[start DATA RECORDS]

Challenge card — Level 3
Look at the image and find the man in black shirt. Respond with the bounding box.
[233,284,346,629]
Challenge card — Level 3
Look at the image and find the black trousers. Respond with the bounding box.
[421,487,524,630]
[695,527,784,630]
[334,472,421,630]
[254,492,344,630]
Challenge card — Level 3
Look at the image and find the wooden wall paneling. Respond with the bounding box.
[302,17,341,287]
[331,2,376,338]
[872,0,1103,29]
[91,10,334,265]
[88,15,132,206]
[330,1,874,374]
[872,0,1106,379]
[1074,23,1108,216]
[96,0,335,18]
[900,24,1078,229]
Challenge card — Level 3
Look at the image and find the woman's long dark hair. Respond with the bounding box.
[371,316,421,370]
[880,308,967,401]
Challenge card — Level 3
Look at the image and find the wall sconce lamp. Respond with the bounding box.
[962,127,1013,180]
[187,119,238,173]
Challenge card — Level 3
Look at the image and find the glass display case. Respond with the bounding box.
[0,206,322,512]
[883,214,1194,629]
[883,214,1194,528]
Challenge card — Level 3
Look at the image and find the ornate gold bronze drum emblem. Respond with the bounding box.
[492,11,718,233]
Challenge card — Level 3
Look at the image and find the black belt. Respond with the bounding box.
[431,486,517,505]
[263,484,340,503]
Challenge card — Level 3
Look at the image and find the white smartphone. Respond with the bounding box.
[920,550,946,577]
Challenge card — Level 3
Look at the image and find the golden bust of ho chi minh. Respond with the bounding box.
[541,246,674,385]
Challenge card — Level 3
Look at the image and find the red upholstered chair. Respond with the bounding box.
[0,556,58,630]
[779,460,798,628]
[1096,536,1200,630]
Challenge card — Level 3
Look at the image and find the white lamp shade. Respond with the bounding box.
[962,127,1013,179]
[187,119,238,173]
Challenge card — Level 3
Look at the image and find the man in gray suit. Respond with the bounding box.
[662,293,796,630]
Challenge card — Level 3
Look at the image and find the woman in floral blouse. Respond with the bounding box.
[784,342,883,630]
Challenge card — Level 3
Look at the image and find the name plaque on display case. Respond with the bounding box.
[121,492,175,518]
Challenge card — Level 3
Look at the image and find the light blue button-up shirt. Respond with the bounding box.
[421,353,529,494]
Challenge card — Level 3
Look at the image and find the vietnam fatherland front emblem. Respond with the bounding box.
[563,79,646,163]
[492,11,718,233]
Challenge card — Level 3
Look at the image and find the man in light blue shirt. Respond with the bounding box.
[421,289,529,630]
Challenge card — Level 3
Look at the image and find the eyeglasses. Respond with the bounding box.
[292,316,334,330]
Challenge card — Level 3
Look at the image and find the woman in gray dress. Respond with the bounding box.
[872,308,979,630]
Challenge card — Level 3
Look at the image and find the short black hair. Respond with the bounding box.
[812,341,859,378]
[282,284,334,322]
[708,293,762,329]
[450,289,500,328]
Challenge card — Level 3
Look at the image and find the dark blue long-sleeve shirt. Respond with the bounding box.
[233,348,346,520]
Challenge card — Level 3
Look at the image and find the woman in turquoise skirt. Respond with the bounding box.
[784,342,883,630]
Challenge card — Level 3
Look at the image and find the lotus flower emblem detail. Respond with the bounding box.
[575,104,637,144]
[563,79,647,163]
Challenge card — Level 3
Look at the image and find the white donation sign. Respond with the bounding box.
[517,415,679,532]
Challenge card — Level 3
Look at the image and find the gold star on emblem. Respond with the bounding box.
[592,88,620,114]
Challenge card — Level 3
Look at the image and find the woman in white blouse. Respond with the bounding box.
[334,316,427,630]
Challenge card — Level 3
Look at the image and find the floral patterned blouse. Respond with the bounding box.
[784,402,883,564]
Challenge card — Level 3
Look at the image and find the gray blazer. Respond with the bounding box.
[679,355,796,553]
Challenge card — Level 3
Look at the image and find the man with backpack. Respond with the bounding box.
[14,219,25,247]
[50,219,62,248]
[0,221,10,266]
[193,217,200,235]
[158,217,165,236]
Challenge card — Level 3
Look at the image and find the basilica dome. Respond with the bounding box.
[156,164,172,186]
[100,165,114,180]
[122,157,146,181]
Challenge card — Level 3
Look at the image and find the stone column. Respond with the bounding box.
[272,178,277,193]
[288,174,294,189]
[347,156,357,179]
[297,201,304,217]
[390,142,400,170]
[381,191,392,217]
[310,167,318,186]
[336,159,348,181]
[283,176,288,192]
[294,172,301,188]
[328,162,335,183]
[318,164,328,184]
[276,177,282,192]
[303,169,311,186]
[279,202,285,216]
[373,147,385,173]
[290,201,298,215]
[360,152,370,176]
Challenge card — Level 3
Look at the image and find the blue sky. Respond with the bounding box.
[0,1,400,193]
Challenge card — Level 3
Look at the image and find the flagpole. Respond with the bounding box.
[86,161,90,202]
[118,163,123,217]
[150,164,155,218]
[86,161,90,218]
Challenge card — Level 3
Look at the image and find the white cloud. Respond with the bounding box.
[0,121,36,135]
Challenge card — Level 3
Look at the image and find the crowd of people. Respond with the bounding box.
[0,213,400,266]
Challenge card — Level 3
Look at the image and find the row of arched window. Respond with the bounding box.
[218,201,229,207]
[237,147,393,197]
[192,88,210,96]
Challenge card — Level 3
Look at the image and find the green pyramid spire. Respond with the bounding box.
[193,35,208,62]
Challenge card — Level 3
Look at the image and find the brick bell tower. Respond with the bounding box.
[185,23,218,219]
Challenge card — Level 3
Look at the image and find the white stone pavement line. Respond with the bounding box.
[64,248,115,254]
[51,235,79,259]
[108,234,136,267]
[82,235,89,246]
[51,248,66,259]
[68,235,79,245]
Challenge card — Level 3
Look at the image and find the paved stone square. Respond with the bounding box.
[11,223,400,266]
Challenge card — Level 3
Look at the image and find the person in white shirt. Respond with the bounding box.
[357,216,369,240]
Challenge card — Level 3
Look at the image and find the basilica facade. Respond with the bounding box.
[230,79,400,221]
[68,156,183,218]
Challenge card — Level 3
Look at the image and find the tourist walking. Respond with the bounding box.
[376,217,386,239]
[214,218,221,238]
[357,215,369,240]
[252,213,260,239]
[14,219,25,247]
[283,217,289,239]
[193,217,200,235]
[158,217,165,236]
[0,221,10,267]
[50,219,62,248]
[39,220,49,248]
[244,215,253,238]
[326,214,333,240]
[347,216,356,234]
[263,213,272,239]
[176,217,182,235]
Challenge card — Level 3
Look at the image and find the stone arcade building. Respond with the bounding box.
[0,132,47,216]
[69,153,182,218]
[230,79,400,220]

[end DATA RECORDS]
[start DATA RECORDS]

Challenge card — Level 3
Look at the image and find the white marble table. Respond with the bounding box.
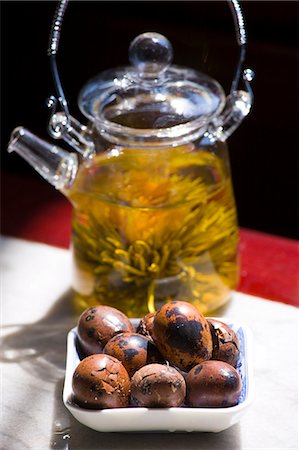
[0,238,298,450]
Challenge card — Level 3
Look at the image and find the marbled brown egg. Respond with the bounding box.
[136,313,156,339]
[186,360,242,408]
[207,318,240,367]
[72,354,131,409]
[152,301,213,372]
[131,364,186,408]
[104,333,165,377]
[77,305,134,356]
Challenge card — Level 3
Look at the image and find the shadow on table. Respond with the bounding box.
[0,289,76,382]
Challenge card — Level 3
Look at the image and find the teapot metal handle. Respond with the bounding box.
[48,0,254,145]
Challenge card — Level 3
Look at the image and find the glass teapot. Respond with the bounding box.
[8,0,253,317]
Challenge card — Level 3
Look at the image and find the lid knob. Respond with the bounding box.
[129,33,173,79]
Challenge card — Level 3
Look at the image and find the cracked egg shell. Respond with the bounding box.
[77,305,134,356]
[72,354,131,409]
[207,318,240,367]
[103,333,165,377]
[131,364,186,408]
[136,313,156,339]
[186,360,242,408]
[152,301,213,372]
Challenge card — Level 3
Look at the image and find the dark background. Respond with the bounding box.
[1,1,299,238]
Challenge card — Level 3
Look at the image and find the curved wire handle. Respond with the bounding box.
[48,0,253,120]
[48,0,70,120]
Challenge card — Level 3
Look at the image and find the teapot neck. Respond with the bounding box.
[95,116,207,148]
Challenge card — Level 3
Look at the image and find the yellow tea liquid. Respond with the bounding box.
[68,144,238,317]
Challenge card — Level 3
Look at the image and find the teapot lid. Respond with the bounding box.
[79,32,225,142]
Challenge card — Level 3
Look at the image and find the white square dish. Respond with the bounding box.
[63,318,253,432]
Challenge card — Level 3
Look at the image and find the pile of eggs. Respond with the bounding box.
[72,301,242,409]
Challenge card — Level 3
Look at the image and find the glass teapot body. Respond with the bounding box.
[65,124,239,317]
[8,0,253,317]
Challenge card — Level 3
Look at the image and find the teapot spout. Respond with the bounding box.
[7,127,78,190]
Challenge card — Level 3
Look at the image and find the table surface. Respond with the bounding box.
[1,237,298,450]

[end DATA RECORDS]

EXERCISE AIM |
Count the lines of the entries above that contain the word "floral", with case counting. Give only the number.

ANSWER |
2